- Texte de lecture:
+ + +

Nous célébrons, cette année, le cinquantenaire de l'élection de G. POMPIDOU à la Présidence de la République. C'est une commémoration nationale, placée sous le haut patronage d'Emmanuel MACRON. Sous l'égide de l'Institut POMPIDOU, elle donne lieu à différentes manifestations. Je citerai, entre autres :
- Le 29 mai 2018, conférence d'Edouard BALLADUR : "Le pouvoir et les institutions face aux évènements de mai-juin 1968". Un rappel du rôle de G. POMPIDOU, alors 1 er ministre, qui tint ferme la barre.
- Les 20 et 21 juin 2019, grand colloque au Centre POMPIDOU : "Avec G. POMPIDOU, penser la France : héritage et perspectives".
Les Auvergnats de Paris et la Veillée d'Auvergne y ont largement contribué :
- Le 9 août 2018, nous étions au musée POMPIDOU à Montboudif pour honorer notre prestigieux compatriote cantalien. Présidant cette journée, je rendis un hommage très personnel à G. POMPIDOU rappelant notamment son action dans le domaine spatial :
1965 : premier satellite lancé par une fusée française; la France devient la 3 ème puissance spatiale
1964-1971 : construction du Centre Spatial Guyanais (C.S.G.) à Kourou, port spatial de l'Europe.
1973 : développement de la fusée Ariane
Ayant eu la chance exceptionnelle de me voir confier la mission de construire et organiser le C.S.G., j'ai eu l'honneur de narrer cette aventure lors du colloque des pionniers du spatial organisé au CNES en décembre 2018.

+ + +

- Consigne:
D'après le texte sur le cinquantenaire de l'élection de G. Pompidou, quel événement de 1965 fait de la France la troisième puissance spatiale ?

- Extraits des fiches:
+ + +

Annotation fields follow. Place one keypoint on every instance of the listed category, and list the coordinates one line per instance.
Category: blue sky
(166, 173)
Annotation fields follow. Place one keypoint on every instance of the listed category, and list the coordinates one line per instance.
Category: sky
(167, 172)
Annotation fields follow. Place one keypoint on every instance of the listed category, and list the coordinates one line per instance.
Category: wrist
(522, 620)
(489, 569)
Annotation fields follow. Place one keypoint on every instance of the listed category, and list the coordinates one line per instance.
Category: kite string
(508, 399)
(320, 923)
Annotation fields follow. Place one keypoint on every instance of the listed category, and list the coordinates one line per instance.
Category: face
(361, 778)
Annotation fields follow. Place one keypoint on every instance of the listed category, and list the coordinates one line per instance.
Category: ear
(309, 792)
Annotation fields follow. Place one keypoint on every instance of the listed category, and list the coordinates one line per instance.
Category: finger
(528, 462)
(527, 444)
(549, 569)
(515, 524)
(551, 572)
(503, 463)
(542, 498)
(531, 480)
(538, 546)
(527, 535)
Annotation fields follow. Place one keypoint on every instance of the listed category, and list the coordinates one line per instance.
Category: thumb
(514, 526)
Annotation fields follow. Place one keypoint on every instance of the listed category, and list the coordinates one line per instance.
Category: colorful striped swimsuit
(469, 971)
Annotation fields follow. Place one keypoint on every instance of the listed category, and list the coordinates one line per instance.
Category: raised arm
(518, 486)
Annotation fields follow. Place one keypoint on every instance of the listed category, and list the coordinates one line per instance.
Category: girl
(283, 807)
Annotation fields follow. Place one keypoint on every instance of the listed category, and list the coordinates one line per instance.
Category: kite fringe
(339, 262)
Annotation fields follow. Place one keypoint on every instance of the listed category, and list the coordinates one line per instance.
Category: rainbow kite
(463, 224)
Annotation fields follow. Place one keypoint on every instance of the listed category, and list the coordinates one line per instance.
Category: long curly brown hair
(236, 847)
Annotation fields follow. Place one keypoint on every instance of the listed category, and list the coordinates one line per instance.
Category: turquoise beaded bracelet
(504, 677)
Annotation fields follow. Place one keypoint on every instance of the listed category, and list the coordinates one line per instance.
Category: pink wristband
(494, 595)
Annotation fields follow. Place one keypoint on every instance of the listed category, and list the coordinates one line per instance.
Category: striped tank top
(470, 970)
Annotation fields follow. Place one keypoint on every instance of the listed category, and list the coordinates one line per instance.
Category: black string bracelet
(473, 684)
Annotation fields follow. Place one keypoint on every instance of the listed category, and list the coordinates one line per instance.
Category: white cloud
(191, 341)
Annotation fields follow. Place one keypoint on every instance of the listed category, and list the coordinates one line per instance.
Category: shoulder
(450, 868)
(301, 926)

+ + +

- Réponse:
Le lancement du premier satellite par une fusée française.